TO DO ▸ Pull out every line below that holds the word "instance".

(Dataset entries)
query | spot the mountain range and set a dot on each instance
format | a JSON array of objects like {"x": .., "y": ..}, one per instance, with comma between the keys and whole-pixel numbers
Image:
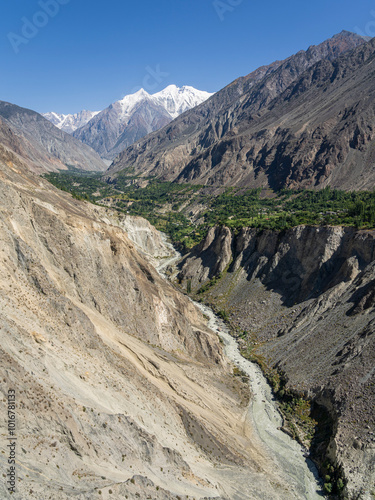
[
  {"x": 125, "y": 121},
  {"x": 41, "y": 145},
  {"x": 305, "y": 121},
  {"x": 70, "y": 123}
]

RESPONSE TO THIS EXERCISE ▸
query | spot the mountain range and set a dot on each instance
format | a JSON array of objects like {"x": .., "y": ..}, one per instance, with comma between the keys and whole-pixel numbers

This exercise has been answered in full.